### Records for this exercise
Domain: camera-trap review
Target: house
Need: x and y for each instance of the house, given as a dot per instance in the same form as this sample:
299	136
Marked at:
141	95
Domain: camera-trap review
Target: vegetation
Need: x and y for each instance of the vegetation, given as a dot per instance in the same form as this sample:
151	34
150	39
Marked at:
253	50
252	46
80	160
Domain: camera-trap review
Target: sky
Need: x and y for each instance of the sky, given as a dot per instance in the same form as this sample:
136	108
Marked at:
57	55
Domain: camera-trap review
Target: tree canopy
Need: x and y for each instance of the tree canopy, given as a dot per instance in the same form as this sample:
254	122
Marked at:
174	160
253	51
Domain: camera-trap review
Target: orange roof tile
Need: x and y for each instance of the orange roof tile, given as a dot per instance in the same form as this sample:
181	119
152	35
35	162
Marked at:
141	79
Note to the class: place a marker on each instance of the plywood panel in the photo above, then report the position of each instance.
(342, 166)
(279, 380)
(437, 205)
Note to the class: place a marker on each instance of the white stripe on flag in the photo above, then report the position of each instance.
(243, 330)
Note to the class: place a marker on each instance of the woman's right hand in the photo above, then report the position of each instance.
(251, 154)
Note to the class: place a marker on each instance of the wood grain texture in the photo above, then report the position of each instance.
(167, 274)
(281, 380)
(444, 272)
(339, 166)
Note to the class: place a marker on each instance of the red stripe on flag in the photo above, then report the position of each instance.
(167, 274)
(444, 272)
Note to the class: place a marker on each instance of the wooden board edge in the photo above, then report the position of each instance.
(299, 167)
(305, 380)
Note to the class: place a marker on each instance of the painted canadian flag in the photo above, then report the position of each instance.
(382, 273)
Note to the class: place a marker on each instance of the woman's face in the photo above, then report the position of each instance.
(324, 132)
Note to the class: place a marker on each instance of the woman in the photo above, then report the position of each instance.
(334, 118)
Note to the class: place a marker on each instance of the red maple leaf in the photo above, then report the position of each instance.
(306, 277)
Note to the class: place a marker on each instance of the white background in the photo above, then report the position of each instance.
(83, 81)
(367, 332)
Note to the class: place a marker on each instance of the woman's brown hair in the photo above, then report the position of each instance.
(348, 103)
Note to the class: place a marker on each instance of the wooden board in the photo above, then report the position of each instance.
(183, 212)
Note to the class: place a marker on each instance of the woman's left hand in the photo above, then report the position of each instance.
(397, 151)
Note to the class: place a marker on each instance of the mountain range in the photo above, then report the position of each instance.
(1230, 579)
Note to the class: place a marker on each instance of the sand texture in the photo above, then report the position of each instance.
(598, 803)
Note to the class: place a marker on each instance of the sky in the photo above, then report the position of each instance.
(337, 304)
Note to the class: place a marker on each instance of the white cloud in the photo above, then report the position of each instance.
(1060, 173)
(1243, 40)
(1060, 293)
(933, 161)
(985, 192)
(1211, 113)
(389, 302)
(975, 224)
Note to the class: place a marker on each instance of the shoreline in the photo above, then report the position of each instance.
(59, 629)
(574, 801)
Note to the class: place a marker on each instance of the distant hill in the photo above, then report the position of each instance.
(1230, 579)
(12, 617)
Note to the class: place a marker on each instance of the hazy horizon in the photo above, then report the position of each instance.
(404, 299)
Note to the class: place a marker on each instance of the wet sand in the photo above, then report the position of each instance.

### What is needed
Repeat, without change, each line of the data above from the one that contains "the woman in" through the final line, counting both.

### Answer to the exercise
Note to the class: place a marker on each instance of the woman in the photo above, then report the position of each instance.
(334, 118)
Note to the class: place a marker on each instance of the red maple leaf in the photo above, then report the position of each instance.
(306, 277)
Note to the class: place a marker on each instance of the white background in the photo above, then report the position of each instance.
(83, 81)
(367, 332)
Note to the class: place a marker on each instance of the woman's brown hair in the photo above, then report the position of each instance.
(348, 103)
Note to the class: place a marker on each instance of the wooden board in the photo above, then report the position of each instance.
(183, 212)
Note to the class: place a marker on each instance of the woman's left hand in the photo above, then report the position of each instance.
(397, 151)
Note to the class: place a marker on each instance of the mountain range in the photo above, then report the position of each instance.
(1230, 579)
Note to the class: place a marker on each instance of the sand texture in the photo above, then report the position of each instance.
(598, 803)
Note to the class: place a marker on each instance of the sky in the photo above, then report the position of each instance.
(337, 304)
Note to the class: place a marker on each instance of the white cloud in the photo above, then report the position of each instance.
(1060, 173)
(1243, 40)
(1060, 293)
(933, 161)
(985, 192)
(1211, 113)
(389, 302)
(975, 224)
Note to the class: place a marker on each instance of the shoreline in the photo above, then report the position of each instance.
(59, 629)
(574, 801)
Note to the class: place a marker on each instance of the distant hill in the photo above, then report the position of each instance.
(1230, 579)
(12, 617)
Note to the class: place a marker on each instance of the hazy horizon in the photo above, then report the position of each instance.
(404, 299)
Note to the class: place a marker on each instance of the wet sand in the photo above, then report the position of each instance.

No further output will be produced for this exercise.